• **Stated task**
Reproduce word for word the part of the quarter-car passage that starts with "The design, fabrication, and" and goes on through "input excitation wheels.".

• **Passage**
The design, fabrication, and testing of a quarter-car facility coupled with various
control algorithms are presented in this thesis. An experimental linear tubular motor,
capable of producing a 52-N force, provides control actuation to the model. Controllers
consisting of two designs were implemented: a classical controller employing lead and
lag networks and a state-space feedback design. Each design was extensively simulated
to screen for receptiveness to actuation force limitations and robustness regarding the
inexact tire modeling. The goal of each controller was to minimize the acceleration of
the sprung mass in the presence of simulated road disturbances, modeled by both
sinusoidal and step input excitation wheels.

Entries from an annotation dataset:
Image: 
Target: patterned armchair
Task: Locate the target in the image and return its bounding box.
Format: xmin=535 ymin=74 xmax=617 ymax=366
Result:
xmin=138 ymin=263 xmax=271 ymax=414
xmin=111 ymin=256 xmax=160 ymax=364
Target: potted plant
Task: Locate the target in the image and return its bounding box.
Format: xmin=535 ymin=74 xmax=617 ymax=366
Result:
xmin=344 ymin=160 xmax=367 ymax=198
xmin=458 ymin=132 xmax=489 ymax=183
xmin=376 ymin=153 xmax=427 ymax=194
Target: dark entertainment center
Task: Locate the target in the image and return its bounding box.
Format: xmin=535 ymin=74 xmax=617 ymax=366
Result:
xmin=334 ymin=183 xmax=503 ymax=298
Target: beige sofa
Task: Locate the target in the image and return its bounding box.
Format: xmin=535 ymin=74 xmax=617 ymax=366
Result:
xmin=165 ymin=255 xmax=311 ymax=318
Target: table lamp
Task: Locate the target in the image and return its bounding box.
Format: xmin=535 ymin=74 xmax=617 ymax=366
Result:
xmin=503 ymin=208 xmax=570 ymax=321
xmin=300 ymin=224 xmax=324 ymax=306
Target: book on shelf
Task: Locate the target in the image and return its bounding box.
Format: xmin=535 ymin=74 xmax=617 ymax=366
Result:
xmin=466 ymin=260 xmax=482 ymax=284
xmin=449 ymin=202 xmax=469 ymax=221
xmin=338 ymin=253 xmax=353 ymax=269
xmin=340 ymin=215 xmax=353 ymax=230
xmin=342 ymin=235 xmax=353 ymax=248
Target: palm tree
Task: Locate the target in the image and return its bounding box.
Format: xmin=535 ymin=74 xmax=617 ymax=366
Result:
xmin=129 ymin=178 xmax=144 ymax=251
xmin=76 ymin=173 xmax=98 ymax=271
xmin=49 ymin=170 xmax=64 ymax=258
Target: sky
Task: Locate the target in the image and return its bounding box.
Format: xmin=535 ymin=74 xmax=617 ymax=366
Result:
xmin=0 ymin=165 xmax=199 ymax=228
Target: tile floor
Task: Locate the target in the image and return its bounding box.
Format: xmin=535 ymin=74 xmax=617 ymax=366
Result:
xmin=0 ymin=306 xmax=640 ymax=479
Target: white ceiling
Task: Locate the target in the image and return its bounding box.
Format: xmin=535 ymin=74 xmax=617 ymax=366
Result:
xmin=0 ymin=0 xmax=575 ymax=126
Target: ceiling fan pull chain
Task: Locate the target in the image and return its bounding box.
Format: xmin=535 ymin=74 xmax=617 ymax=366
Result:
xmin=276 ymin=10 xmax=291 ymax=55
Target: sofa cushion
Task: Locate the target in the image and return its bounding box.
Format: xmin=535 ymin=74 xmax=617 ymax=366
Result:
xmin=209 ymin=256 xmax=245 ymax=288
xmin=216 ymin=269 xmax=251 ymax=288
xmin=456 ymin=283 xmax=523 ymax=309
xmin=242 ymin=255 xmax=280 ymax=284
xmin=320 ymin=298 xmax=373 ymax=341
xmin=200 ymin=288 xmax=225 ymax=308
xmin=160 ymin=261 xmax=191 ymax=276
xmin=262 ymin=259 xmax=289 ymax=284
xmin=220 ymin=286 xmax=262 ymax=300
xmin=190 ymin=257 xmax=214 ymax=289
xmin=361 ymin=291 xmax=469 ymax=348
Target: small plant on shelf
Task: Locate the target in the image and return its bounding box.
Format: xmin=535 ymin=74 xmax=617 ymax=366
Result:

• **Result for this task**
The design, fabrication, and testing of a quarter-car facility coupled with various
control algorithms are presented in this thesis. An experimental linear tubular motor,
capable of producing a 52-N force, provides control actuation to the model. Controllers
consisting of two designs were implemented: a classical controller employing lead and
lag networks and a state-space feedback design. Each design was extensively simulated
to screen for receptiveness to actuation force limitations and robustness regarding the
inexact tire modeling. The goal of each controller was to minimize the acceleration of
the sprung mass in the presence of simulated road disturbances, modeled by both
sinusoidal and step input excitation wheels.